[Natural language region descriptions]
[Start of section]
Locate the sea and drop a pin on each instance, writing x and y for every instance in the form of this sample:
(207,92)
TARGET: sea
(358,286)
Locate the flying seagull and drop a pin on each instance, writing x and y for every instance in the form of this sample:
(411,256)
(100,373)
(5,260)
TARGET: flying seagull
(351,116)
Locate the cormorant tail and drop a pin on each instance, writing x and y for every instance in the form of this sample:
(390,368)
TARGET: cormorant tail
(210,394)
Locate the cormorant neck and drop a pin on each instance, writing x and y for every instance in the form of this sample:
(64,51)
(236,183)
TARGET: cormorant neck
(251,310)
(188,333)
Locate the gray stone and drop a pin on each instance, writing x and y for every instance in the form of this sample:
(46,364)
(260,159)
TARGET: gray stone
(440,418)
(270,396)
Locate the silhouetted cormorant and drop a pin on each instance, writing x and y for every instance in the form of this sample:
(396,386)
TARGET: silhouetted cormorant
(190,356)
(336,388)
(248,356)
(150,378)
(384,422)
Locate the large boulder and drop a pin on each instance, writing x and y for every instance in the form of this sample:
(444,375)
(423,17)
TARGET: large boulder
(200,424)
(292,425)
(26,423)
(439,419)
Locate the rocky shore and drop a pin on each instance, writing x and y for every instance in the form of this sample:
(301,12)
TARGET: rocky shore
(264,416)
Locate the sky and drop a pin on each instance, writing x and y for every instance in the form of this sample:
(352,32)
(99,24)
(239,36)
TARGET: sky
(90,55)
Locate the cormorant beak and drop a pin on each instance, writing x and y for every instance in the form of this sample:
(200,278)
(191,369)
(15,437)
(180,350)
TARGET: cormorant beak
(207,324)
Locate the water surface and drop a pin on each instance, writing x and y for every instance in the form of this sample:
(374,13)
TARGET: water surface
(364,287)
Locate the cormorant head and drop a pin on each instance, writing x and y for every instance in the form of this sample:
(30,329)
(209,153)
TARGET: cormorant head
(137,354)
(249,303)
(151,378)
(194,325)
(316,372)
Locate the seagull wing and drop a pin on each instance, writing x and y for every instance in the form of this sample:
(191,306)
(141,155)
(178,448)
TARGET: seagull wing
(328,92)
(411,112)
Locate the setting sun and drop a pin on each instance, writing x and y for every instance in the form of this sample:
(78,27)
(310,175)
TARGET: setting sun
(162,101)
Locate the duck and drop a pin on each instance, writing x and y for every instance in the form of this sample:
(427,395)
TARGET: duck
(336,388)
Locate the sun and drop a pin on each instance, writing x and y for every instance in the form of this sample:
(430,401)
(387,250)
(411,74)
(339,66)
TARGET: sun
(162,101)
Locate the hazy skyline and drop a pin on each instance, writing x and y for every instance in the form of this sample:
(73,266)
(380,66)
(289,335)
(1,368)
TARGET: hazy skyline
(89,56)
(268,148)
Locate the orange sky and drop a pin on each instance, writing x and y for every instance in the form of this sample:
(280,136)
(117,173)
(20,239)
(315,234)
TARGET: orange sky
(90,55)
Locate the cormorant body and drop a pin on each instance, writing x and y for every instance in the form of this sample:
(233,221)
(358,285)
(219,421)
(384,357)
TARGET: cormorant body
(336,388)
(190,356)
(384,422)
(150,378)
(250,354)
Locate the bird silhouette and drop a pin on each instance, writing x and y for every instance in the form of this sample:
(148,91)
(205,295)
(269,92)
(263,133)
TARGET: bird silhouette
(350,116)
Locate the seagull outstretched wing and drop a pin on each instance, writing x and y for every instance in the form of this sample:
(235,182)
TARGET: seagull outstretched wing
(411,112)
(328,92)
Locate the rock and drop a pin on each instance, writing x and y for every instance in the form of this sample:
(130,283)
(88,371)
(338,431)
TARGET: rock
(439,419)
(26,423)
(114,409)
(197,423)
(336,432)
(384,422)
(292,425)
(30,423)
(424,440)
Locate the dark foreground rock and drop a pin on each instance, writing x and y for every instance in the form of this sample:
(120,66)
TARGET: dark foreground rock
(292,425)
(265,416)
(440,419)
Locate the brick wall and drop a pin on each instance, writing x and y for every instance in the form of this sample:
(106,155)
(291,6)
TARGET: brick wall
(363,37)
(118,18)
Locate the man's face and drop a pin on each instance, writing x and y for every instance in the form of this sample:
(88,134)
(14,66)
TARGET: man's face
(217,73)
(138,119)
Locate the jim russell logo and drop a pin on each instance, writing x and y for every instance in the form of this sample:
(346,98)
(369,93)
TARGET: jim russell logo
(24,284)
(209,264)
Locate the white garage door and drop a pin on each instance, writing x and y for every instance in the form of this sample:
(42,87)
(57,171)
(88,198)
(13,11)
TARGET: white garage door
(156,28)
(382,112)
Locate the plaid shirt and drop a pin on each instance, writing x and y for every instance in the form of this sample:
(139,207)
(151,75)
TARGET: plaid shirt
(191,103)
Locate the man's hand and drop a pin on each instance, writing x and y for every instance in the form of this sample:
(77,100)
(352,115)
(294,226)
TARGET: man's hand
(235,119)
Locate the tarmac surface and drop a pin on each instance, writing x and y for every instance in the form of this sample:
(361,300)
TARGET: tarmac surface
[End of section]
- _WORK ORDER_: Output the data in full, exactly as it stands.

- _SOLUTION TO THIS EXERCISE_:
Locate the sea and drop a pin on each instance, writing x and y for every instance in the form of this sample:
(207,92)
TARGET: sea
(358,286)
Locate the flying seagull and drop a pin on each instance, writing x and y for every instance in the form of this sample:
(411,256)
(100,373)
(5,260)
TARGET: flying seagull
(351,116)
Locate the cormorant tail and drop a pin on each instance, writing x and y for every instance in the form of this sample:
(390,368)
TARGET: cormorant tail
(210,394)
Locate the cormorant neck and drop a pin on each instance, writing x and y for every instance in the form of this sample:
(64,51)
(236,183)
TARGET: cormorant neck
(251,310)
(188,333)
Locate the gray stone and drop a pin on each instance, writing x and y for every instance in the form of this sample:
(46,364)
(260,159)
TARGET: gray stone
(440,418)
(270,396)
Locate the silhouetted cormorant and drop a pin on each instance, writing x and y for every instance in the form of this sample:
(396,386)
TARGET: silhouetted cormorant
(190,356)
(336,388)
(248,356)
(150,378)
(384,422)
Locate the large boulder and drop a pin on each instance, writing x and y for every instance in the form of this sample:
(444,375)
(423,17)
TARGET: large boulder
(200,424)
(292,425)
(26,423)
(439,419)
Locate the rocky shore and drop a pin on each instance, writing x and y for every instance in the form of this sample:
(301,12)
TARGET: rocky shore
(264,416)
Locate the sky and drop a pin on each instance, writing x and y for every instance in the form of this sample:
(352,32)
(99,24)
(239,36)
TARGET: sky
(90,55)
Locate the cormorant beak and drop a pin on each instance, writing x and y for every instance in the form of this sample:
(200,278)
(191,369)
(15,437)
(180,350)
TARGET: cormorant beak
(207,324)
Locate the water surface and drop a pin on each instance, writing x and y for every instance in the form of this sample:
(374,13)
TARGET: water surface
(364,287)
Locate the cormorant head and drop a pin on each instance, writing x and y for every instance in the form of this sample:
(30,329)
(209,153)
TARGET: cormorant head
(137,354)
(249,303)
(151,378)
(194,325)
(316,372)
Locate the seagull wing and drop a pin on each instance, writing x and y for every instance in the form of this sample:
(191,306)
(141,155)
(178,448)
TARGET: seagull wing
(328,92)
(411,112)
Locate the setting sun and drop a pin on each instance, writing x and y for every instance in the form of this sample:
(78,27)
(310,175)
TARGET: setting sun
(162,101)
Locate the duck and drop a pin on each instance, writing x and y for every instance in the form of this sample:
(427,395)
TARGET: duck
(336,388)
Locate the sun and drop a pin on each instance, writing x and y for every instance in the form of this sample:
(430,401)
(387,250)
(411,74)
(339,66)
TARGET: sun
(162,101)
Locate the hazy skyline and drop a pin on each instance, writing x and y for every instance in the form of this sample:
(73,266)
(380,66)
(289,335)
(1,368)
TARGET: hazy skyline
(89,56)
(268,148)
Locate the orange sky and drop a pin on each instance, writing x and y for every instance in the form of this sample:
(280,136)
(117,173)
(20,239)
(315,234)
TARGET: orange sky
(90,55)
Locate the cormorant body and drop a pin on each instance, writing x and y for every instance in the form of this sample:
(233,221)
(358,285)
(219,421)
(384,357)
TARGET: cormorant body
(336,388)
(190,356)
(384,422)
(150,378)
(250,354)
Locate the bird silhouette and drop a pin on each instance, writing x and y for every instance in the form of this sample:
(148,91)
(205,295)
(269,92)
(263,133)
TARGET: bird silhouette
(350,116)
Locate the seagull outstretched wing and drop a pin on each instance, writing x and y for every instance in the form of this sample:
(235,182)
TARGET: seagull outstretched wing
(411,112)
(328,92)
Locate the rock and drop a pin on each instance, writing x and y for every instance in the form of this sample:
(130,283)
(88,371)
(338,431)
TARGET: rock
(439,419)
(26,423)
(114,409)
(197,423)
(336,432)
(384,422)
(292,425)
(30,423)
(424,440)
Locate the dark foreground rock and drop a pin on each instance, writing x and y for every instance in the form of this sample:
(120,66)
TARGET: dark foreground rock
(292,425)
(265,416)
(440,419)
Locate the brick wall and drop a pin on each instance, writing x and y for every instance in the form of this sample:
(106,155)
(291,6)
TARGET: brick wall
(363,37)
(118,18)
Locate the man's face and drop a pin on each instance, writing x and y for every instance in the form of this sample:
(88,134)
(14,66)
TARGET: man's face
(217,73)
(138,119)
Locate the jim russell logo and drop a pin on each instance, writing x and y for every instance in the form of this sample:
(346,98)
(369,93)
TARGET: jim russell logo
(24,284)
(209,264)
Locate the white garage door and drop a pin on each instance, writing x and y for every instance in the form of this sample:
(42,87)
(57,171)
(88,198)
(13,11)
TARGET: white garage door
(156,28)
(382,112)
Locate the plaid shirt and drop a pin on each instance, writing x and y for every instance in the form of this sample:
(139,207)
(151,75)
TARGET: plaid shirt
(191,103)
Locate the man's hand and drop a pin on each instance, writing x and y for every instance in the form of this sample:
(77,100)
(352,115)
(294,226)
TARGET: man's hand
(235,119)
Locate the tarmac surface and drop a pin on each instance, writing x and y for every instance in the form of this sample:
(361,300)
TARGET: tarmac surface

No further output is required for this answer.